[The records]
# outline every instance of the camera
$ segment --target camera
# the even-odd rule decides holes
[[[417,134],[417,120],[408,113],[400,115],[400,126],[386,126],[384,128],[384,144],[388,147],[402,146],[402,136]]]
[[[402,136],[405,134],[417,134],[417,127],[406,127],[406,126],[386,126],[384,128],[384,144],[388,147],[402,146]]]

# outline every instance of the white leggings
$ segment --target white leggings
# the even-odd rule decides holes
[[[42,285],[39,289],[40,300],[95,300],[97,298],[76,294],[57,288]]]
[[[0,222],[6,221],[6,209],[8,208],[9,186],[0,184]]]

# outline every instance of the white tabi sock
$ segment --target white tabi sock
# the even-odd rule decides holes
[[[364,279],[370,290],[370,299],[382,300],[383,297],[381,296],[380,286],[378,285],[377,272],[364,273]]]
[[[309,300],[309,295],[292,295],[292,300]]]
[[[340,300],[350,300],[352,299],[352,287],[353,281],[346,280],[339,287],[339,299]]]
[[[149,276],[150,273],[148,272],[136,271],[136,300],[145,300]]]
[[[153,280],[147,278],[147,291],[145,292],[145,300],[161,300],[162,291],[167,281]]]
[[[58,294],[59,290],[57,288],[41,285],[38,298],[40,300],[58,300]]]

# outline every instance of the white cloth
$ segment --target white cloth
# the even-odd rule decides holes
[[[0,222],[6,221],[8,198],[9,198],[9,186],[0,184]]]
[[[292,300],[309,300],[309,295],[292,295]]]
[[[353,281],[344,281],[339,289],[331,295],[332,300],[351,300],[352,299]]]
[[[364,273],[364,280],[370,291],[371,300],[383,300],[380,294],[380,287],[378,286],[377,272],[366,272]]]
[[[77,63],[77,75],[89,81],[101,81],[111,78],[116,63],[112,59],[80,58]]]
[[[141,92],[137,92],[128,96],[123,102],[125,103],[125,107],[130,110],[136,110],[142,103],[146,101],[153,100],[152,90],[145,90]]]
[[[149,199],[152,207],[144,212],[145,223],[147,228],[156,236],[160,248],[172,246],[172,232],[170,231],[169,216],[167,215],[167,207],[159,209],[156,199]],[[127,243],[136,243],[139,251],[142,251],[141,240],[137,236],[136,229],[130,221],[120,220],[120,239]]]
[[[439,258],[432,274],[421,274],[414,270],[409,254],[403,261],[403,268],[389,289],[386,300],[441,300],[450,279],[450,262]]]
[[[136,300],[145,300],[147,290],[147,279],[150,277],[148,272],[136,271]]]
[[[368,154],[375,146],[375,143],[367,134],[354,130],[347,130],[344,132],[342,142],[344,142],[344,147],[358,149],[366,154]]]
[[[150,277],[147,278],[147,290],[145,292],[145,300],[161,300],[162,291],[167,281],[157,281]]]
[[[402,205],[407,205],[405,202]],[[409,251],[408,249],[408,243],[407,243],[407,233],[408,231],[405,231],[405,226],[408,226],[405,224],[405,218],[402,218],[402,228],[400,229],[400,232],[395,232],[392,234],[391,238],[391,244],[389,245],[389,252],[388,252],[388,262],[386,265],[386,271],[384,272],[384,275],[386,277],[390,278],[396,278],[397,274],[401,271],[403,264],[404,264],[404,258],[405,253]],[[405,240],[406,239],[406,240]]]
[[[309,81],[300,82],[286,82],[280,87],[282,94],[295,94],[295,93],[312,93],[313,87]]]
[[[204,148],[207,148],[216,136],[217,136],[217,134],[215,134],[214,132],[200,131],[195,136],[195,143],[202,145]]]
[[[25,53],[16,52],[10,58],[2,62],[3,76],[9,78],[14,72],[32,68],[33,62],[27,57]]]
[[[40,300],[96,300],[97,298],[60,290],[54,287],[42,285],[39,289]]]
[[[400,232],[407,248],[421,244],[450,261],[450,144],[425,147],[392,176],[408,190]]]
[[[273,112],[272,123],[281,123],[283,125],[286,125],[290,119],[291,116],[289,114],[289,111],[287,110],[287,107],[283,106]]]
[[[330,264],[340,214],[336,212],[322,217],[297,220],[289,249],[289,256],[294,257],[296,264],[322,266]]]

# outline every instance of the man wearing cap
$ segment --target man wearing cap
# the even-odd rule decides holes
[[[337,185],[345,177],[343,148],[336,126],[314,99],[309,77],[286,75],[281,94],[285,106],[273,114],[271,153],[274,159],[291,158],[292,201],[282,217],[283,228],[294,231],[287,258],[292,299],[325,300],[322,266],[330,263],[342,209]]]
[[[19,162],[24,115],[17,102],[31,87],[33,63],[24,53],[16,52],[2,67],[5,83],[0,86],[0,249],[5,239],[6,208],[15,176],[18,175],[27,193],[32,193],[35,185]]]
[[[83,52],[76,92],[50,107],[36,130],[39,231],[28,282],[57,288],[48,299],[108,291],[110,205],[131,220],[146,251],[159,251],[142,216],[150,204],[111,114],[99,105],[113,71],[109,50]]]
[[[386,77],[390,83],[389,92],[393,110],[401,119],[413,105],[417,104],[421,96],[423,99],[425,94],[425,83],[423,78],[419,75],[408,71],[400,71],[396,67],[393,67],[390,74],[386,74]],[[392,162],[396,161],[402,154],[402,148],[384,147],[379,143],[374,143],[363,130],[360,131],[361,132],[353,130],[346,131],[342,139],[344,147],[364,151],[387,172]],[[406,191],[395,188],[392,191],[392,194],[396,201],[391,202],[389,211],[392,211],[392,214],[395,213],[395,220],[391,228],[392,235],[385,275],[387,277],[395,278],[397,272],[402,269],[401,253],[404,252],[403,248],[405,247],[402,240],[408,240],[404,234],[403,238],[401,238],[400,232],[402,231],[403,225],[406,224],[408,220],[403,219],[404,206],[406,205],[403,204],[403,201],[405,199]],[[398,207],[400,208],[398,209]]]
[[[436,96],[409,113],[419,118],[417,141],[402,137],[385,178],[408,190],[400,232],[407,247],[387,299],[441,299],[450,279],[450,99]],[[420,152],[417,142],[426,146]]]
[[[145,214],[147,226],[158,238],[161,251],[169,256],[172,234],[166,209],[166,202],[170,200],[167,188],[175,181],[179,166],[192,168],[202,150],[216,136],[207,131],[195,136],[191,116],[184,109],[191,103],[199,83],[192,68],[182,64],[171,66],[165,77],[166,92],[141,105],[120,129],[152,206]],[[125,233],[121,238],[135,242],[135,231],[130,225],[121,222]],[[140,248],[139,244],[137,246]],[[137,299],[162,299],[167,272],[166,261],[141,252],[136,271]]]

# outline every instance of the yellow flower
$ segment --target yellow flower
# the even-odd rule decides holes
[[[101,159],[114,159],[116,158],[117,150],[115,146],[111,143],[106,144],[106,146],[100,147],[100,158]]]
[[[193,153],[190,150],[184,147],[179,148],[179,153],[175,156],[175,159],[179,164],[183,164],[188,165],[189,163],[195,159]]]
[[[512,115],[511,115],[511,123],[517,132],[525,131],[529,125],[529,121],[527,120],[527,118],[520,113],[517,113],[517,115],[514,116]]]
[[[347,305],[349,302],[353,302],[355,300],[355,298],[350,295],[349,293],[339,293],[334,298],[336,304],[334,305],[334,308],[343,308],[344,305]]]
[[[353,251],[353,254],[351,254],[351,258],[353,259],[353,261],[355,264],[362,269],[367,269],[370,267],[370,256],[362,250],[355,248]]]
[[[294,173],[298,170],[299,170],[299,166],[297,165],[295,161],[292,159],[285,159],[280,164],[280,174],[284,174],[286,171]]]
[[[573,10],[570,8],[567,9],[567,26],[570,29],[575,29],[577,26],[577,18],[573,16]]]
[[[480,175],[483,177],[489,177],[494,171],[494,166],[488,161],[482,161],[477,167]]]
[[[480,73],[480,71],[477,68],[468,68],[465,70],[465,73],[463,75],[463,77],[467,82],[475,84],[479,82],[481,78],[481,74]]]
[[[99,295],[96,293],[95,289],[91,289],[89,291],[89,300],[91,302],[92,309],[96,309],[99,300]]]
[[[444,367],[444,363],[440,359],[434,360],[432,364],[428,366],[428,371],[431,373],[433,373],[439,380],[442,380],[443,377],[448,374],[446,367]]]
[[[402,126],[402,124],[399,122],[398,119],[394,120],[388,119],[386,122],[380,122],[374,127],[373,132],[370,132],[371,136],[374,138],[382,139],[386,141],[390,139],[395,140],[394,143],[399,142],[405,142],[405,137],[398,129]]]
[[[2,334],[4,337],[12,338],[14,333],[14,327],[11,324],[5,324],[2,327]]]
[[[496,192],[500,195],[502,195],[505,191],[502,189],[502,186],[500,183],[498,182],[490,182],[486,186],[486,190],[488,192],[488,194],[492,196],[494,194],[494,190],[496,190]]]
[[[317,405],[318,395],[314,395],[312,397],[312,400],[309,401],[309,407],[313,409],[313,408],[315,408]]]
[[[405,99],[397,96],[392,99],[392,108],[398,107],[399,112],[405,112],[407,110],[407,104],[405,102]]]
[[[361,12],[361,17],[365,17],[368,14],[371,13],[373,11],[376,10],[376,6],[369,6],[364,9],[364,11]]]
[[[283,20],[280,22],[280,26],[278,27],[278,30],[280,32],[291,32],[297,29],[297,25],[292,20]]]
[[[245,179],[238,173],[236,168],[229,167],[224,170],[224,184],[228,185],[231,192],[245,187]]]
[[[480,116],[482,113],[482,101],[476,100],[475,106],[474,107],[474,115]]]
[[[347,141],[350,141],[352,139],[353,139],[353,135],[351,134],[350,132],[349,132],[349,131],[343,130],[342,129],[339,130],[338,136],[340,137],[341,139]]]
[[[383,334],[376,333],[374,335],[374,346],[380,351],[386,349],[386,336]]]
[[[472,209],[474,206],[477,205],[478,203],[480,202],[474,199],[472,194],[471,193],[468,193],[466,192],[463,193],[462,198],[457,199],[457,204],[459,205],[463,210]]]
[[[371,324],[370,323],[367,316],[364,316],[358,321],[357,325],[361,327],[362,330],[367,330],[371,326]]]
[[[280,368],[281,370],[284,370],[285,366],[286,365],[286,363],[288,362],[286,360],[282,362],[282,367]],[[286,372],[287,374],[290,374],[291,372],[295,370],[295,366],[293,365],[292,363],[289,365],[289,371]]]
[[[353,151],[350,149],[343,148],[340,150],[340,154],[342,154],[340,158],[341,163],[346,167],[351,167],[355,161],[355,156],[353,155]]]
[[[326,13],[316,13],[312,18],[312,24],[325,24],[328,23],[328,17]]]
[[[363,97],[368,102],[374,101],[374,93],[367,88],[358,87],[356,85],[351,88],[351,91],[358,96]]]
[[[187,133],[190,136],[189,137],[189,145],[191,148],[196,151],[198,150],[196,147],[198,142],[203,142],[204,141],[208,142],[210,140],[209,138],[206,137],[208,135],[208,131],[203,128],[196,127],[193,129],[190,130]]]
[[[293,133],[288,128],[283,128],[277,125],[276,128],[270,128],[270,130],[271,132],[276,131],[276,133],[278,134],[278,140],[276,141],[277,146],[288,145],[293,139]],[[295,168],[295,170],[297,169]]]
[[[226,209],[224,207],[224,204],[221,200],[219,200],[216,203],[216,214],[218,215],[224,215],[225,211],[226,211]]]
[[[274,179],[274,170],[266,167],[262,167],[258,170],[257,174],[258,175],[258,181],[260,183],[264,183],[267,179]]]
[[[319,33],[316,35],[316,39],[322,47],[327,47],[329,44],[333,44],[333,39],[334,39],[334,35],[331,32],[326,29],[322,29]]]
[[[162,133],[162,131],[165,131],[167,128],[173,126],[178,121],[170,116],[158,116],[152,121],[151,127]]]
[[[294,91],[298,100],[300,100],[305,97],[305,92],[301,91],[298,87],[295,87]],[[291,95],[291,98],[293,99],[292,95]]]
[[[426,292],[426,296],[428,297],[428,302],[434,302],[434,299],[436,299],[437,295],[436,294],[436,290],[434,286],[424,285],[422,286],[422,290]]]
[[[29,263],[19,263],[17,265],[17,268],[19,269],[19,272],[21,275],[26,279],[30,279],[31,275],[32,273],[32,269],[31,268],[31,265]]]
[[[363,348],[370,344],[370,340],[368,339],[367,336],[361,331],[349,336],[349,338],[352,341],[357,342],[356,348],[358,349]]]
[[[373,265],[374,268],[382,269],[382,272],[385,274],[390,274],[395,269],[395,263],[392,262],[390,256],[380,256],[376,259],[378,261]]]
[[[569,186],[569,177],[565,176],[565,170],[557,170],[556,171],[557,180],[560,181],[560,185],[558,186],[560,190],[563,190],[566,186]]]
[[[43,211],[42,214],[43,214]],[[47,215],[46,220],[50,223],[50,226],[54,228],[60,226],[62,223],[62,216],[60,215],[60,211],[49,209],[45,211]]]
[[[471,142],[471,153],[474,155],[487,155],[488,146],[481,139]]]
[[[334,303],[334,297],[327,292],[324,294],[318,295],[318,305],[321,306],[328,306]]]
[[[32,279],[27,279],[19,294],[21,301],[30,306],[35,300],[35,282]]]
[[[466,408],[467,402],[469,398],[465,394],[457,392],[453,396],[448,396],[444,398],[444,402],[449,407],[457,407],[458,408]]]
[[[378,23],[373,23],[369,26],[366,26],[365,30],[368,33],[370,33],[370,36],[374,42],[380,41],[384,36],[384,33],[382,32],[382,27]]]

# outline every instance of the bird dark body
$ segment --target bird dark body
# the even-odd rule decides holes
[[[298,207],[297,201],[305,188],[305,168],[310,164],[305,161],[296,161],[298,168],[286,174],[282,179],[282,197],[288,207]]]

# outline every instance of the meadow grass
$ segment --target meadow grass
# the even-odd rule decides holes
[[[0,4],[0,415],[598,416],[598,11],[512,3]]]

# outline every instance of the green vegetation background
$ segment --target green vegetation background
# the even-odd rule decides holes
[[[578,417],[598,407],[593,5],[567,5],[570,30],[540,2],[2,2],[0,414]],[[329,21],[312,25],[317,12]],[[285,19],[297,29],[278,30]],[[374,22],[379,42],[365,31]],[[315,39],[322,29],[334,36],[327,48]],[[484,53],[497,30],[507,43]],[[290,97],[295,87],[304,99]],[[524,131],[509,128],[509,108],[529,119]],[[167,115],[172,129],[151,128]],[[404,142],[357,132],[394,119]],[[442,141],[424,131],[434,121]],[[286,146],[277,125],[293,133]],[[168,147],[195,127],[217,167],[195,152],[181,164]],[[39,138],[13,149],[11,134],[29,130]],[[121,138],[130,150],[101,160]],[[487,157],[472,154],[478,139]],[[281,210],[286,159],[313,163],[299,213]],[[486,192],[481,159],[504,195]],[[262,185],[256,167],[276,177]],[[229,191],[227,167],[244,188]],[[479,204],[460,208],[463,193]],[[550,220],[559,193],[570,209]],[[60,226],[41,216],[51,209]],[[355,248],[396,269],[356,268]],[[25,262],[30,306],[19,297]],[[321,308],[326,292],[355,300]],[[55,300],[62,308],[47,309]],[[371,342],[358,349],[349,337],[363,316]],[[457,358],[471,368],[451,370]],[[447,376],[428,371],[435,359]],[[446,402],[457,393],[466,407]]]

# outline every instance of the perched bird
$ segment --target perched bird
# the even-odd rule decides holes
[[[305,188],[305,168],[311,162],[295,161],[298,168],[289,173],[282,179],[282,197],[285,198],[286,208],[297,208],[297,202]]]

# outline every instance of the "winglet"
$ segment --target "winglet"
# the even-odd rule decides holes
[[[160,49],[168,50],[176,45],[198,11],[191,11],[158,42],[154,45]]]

[What is needed] Reproduce the material from its first line down to and including the line with "[[[0,222],[6,221],[6,209],[8,208],[9,186],[0,184]]]", keeping every character unchanged.

[Written solution]
# outline every instance of the camera
$ segment --target camera
# the even-odd rule decides holes
[[[417,134],[417,120],[408,113],[400,115],[400,126],[386,126],[384,128],[384,144],[388,147],[402,146],[402,136]]]
[[[402,136],[405,134],[417,134],[417,127],[406,127],[406,126],[386,126],[384,128],[384,144],[388,147],[402,146]]]

# outline every instance of the white leggings
$ segment --target white leggings
# the even-odd rule decides holes
[[[42,285],[39,289],[40,300],[95,300],[97,298],[76,294],[57,288]]]
[[[0,222],[6,221],[6,209],[8,208],[9,186],[0,184]]]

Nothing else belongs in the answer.